#### EXERCISE PASSAGE:
- Opening Delimiter -
𝐇𝐨𝐰 𝐭𝐨 𝐒𝐭𝐨𝐩 𝐃𝐢𝐬𝐜𝐚𝐫𝐝𝐢𝐧𝐠 𝐬𝐨 𝐌𝐮𝐜𝐡

 𝐁𝐮𝐬𝐭𝐢𝐧𝐠 🥖𝐒𝐨𝐮𝐫𝐝𝐨𝐮𝐠𝐡🥖𝐒𝐭𝐚𝐫𝐭𝐞𝐫 𝐌𝐲𝐭𝐡𝐬 & 𝐇𝐨𝐰 𝐭𝐨 𝐒𝐭𝐨𝐩 𝐃𝐢𝐬𝐜𝐚𝐫𝐝𝐢𝐧𝐠 𝐬𝐨 𝐌𝐮𝐜𝐡 

When I first started baking, I was too intimidated to start sourdough. 

It seemed so complex. There are all these rules. It’s finicky.

 And when I see the posts from new bakers, people are still struggling with this. Somehow people (and books and videos) all seem to strive to make it as complex as possible, with lots of do’s and plenty of don’ts


Over the years I have learned that the vast majority of these rules don’t make any sense, and they show a fundamental misunderstanding of how sourdough baking works.


- Your starter doesn’t need to be fed 6 hours before baking

- You don’t need to feed your starter daily or weekly

- Your starter doesn't have to float to bake bread. 

- You never need to discard any starter if you bake frequently

- You can bake with a starter straight from the fridge, even if it doesn’t look active

- You don’t need to weigh when feeding your starter

- Starters don’t grow stronger over time

- You don’t have to feed your starter 1:2:2 or 1:4:4 or whatever

- The proportion of flour and water in your starter doesn’t matter

- You can feed it almost any flour

- You can use a starter fed on white flour in a whole wheat or rye loaf, and vice versa

- It doesn’t really matter how much starter you use in your recipe

- You don’t need to proof in a climate-controlled environment (like an oven)
- Closing Delimiter -
#### RAW DATA:
- Opening Delimiter -
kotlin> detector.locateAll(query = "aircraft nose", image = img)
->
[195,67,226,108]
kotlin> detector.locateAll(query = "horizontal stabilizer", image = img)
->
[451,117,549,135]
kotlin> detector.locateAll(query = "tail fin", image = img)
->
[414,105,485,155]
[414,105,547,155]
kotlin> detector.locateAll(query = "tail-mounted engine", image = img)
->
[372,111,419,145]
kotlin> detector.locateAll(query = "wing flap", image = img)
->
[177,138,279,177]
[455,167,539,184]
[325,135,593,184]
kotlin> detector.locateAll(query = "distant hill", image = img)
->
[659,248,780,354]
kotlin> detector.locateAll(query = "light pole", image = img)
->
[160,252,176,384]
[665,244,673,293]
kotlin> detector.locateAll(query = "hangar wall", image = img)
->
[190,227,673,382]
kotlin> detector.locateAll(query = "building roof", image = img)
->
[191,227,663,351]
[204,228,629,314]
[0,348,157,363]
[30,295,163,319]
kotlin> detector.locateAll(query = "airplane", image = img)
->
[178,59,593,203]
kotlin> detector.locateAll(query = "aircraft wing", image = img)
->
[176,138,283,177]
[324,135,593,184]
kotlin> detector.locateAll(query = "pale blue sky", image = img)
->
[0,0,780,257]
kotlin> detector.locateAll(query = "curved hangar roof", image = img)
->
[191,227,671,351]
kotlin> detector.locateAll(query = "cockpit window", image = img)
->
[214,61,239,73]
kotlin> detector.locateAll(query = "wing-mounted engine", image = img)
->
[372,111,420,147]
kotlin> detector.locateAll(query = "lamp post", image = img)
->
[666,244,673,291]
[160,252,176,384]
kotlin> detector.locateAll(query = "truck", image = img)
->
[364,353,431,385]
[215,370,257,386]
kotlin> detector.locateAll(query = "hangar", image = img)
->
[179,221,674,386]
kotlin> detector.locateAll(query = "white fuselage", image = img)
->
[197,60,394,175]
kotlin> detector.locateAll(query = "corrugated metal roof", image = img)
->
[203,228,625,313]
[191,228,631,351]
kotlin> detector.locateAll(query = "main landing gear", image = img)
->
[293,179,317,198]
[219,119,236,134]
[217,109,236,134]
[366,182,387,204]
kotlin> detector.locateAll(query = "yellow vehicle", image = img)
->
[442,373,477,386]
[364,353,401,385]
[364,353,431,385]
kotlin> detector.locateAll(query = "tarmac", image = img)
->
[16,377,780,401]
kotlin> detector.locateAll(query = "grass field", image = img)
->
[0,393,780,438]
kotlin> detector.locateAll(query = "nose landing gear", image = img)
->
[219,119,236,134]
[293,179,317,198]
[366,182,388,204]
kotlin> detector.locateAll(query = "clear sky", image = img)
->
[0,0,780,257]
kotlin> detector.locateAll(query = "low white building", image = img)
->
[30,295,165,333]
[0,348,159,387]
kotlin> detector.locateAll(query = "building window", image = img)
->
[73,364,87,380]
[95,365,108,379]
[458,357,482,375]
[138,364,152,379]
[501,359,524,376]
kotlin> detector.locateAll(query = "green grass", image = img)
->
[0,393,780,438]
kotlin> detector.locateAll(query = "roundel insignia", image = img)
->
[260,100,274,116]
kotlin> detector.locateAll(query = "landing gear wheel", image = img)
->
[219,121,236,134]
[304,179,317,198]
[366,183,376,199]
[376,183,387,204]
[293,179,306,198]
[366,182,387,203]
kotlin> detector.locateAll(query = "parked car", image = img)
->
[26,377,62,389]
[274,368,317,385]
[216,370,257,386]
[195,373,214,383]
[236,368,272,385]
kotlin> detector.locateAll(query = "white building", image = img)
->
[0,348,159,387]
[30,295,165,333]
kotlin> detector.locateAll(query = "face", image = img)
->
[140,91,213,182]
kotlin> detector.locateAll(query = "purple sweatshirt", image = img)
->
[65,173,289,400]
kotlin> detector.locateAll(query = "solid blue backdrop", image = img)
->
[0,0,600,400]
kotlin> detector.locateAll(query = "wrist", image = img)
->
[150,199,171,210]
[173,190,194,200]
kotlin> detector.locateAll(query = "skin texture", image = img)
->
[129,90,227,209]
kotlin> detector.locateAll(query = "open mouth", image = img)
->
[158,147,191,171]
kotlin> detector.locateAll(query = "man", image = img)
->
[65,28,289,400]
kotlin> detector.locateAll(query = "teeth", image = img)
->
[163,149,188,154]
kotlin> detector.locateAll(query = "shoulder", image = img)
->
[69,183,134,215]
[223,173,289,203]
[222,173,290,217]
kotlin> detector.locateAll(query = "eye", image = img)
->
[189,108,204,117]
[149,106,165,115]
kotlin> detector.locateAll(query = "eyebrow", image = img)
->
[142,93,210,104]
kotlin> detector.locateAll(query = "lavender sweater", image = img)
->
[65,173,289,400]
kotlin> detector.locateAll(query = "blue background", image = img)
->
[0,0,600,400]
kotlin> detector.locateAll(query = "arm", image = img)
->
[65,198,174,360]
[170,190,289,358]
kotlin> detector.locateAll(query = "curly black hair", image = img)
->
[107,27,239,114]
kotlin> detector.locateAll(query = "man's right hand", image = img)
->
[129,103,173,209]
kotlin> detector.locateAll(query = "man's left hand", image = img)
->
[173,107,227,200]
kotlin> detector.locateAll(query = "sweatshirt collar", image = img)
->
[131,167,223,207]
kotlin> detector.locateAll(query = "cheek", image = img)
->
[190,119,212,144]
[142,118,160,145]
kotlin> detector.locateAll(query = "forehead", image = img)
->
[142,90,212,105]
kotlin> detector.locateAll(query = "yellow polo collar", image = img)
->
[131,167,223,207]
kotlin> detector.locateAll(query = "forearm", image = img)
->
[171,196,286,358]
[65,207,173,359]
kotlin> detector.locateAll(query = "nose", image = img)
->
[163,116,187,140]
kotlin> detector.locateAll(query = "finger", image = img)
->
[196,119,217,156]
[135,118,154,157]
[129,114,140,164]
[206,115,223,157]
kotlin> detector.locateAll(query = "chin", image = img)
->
- Closing Delimiter -
Continue the text on sourdough starter myths, beginning after its last line about proofing in a climate-controlled environment.

- You don’t need to separate between bulk proofing and other stages of proofing

- You can convert almost any recipe using commercial yeast to sourdough.

- All recipes recommending X hours of this and X hours of that are estimates at best, and they are often wrong.


Confused? Actually, it’s really simple. My objective is to make great-tasting (and looking!) bread with the minimum of fuss. Once you understand the underlying principles, you can fit sourdough baking into your schedule without bending over backwards.


The one thing you need to remember is that sourdough is very forgiving. When I doubt, bake it. Used too much flour? Bake it. Proofed too long? Bake it. Too much water? Bake it. Most of the time, the result will taste great, even if it doesn’t look Instagram worthy. Don’t overthink it.


People seem to think of their starter as some kind of pet. If doesn’t get fed, it gets sluggish. It needs to be in the right condition to be used. It gets hungry.  It develops over time. None of that is really true.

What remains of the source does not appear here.